■ ABOUT THIS EXERCISE
Find every line in the data that contains the word "masks". Return each of those lines.

■ SOURCE RECORDS
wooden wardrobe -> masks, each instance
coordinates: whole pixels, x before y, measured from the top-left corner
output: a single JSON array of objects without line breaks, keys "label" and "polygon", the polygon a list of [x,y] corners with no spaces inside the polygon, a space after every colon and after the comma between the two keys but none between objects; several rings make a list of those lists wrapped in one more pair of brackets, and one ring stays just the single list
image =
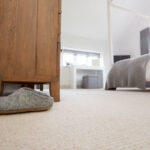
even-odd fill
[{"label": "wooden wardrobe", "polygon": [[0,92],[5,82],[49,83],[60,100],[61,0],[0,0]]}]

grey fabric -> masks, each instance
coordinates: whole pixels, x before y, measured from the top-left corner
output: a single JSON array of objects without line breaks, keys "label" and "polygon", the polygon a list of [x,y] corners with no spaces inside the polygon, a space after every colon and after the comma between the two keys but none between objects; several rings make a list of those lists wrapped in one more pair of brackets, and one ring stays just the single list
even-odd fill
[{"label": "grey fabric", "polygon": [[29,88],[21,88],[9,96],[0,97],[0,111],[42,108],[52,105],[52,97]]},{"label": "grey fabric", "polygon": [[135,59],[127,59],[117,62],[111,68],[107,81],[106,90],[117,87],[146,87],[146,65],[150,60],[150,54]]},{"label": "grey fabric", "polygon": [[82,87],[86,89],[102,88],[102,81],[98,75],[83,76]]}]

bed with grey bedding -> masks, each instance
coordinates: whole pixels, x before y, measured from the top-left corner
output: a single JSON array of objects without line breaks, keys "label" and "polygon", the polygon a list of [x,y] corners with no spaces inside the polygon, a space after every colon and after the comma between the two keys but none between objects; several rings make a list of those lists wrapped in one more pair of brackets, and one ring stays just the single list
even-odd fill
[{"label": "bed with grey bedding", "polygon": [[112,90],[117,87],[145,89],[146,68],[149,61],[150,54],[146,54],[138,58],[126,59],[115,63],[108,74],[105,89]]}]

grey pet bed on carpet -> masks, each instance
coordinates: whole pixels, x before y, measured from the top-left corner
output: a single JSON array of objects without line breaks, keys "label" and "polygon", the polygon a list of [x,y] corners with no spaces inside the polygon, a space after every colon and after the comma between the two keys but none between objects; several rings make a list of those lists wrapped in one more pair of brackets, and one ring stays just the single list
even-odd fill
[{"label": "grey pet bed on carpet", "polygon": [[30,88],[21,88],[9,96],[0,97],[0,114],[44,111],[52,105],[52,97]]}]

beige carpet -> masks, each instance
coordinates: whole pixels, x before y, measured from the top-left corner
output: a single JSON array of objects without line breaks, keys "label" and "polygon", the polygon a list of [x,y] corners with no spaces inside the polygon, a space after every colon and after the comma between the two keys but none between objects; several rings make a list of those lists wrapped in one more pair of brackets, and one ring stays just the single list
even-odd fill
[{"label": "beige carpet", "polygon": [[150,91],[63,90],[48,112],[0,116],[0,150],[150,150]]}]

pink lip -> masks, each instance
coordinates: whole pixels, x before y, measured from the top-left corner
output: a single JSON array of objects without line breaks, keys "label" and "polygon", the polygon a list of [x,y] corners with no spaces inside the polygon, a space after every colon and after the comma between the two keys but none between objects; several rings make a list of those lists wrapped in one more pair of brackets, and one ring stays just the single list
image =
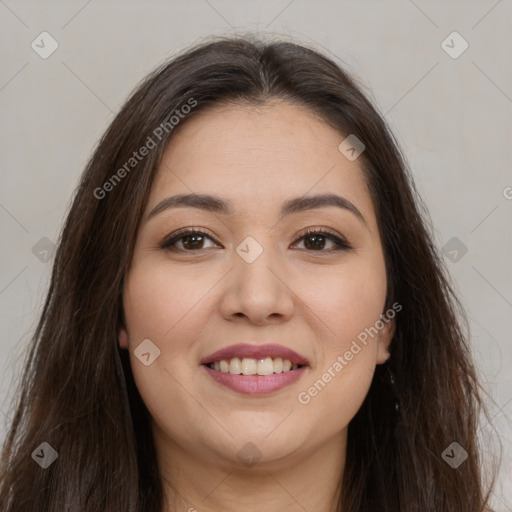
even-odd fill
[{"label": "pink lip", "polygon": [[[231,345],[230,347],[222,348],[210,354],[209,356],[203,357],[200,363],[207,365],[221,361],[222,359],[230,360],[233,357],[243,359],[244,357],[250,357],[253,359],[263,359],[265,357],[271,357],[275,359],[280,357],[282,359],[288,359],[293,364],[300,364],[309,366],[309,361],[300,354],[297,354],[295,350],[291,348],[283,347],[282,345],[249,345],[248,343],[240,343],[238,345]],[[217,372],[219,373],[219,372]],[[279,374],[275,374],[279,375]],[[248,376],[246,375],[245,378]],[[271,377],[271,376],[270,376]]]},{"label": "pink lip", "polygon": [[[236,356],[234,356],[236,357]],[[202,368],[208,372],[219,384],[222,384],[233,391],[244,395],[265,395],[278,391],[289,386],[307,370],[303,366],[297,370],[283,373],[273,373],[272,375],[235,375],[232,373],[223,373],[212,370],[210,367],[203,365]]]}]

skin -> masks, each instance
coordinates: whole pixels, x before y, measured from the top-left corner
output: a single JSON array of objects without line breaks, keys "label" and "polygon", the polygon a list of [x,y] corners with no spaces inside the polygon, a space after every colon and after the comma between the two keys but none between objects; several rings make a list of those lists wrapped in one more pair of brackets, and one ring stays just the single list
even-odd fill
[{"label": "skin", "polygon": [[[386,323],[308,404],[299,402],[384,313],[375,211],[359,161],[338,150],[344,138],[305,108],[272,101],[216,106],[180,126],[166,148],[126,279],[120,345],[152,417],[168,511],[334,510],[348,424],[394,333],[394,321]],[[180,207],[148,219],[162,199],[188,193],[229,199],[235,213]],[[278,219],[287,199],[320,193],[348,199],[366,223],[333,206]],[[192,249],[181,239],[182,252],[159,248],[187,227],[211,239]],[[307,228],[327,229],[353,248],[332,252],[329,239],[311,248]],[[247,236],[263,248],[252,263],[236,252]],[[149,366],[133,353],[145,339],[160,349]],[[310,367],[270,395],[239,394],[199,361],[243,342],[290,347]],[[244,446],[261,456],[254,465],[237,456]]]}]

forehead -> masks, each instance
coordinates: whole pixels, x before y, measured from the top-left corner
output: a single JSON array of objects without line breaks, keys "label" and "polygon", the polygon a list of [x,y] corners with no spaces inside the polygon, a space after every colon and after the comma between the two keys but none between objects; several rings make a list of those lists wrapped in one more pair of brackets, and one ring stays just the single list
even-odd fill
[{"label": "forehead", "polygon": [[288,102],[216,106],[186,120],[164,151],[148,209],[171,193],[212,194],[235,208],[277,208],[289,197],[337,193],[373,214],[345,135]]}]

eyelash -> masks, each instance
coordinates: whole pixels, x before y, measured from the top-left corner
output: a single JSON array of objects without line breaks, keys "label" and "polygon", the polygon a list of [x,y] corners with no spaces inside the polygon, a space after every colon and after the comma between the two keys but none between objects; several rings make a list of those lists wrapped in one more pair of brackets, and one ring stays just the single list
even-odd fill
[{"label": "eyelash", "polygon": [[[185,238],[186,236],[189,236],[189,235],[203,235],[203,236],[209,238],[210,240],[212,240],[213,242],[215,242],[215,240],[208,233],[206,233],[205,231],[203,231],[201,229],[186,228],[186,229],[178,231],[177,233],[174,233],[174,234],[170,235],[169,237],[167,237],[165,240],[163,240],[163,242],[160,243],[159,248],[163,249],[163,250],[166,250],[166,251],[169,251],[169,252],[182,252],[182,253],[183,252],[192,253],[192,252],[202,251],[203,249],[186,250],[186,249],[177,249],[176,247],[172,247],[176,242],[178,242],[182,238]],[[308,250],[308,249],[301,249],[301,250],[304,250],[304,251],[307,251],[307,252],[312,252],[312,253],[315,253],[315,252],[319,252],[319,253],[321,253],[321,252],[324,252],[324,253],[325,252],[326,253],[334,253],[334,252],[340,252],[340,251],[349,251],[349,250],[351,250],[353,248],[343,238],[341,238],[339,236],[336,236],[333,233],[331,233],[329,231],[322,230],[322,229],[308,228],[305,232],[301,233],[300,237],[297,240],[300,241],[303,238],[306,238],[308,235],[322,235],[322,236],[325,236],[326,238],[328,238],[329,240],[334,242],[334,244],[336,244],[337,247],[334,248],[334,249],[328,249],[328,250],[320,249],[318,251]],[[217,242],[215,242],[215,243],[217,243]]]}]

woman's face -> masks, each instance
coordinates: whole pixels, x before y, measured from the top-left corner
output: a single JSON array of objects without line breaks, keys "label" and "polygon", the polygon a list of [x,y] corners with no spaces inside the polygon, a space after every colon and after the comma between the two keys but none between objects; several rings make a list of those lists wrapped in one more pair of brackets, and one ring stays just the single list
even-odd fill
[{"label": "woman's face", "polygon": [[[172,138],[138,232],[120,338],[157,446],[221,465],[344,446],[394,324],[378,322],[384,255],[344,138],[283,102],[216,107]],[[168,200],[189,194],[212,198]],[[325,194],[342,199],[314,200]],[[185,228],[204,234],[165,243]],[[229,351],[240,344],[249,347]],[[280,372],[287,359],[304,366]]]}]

■ WRITTEN REPLY
wooden wardrobe -> masks, each instance
grey fabric -> masks, each instance
bed with grey bedding -> masks, each instance
grey pet bed on carpet -> masks, each instance
beige carpet -> masks, each instance
pink lip -> masks, each instance
skin -> masks, each instance
forehead -> masks, each instance
eyelash -> masks, each instance
woman's face -> masks, each instance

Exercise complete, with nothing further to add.